Short exercise: Restate all of the entries exactly, dropping any pictures they hold.

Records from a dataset
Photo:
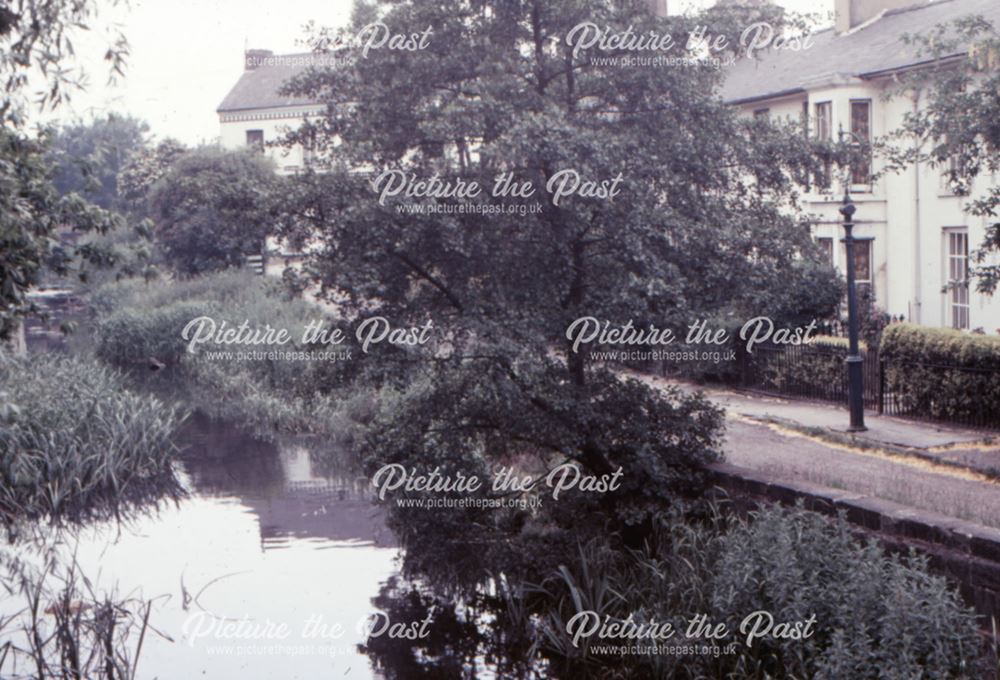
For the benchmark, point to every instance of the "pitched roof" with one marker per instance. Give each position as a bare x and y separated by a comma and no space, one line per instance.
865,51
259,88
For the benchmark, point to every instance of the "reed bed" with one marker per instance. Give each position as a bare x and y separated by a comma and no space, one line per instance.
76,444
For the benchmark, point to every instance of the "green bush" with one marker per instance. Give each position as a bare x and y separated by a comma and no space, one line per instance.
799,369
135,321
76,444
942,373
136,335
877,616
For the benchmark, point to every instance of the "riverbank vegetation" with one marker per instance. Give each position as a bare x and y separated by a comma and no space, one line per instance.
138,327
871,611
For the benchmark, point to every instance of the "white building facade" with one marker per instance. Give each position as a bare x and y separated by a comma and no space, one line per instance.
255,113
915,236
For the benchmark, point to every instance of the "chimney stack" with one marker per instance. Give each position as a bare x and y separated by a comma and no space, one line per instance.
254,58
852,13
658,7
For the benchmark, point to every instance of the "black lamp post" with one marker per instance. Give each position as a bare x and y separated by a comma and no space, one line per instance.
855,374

Exercise solution:
Photo:
For the benchmark, point to every instance of the "pitched roof" with one marker per instance. Give each position as a bare x and y separated by a comma and no space, one line per instance.
865,51
259,88
For the benchmark, point to every instance of the "reed bed" with one marker per instance. Give each position as a bare x and y separated by a comma and no space, one line per instance.
76,444
For the benchmark, point to every instance of the "green bush" with one marker per instance. Give each position as a bare x and y separated by a comma and no space, one line per instance.
799,369
135,321
76,444
942,373
136,335
877,616
For the benchmark, point to every instance of the "riverbank vegetation" with one marker per instance. Give each position as a bare x and y separated by a comma and no space, one line per instance.
138,327
871,611
For the benchmark, point to every instance of the "white building facade" with one marker per instance. Give each position as a bare x and y separated by a comma and no space, one line per instance.
255,113
915,236
For the benchmark, point to every instance of the "chimney stack" with one marker per instance. Give each position as a bare x and y separated by a comma and no space, one line per instance.
254,58
852,13
658,7
For the benchmark, point to every instance of the "black lamp post" with one marker per instance. Give each position as a bare x and y separated by a comma and no space, one line per instance.
855,374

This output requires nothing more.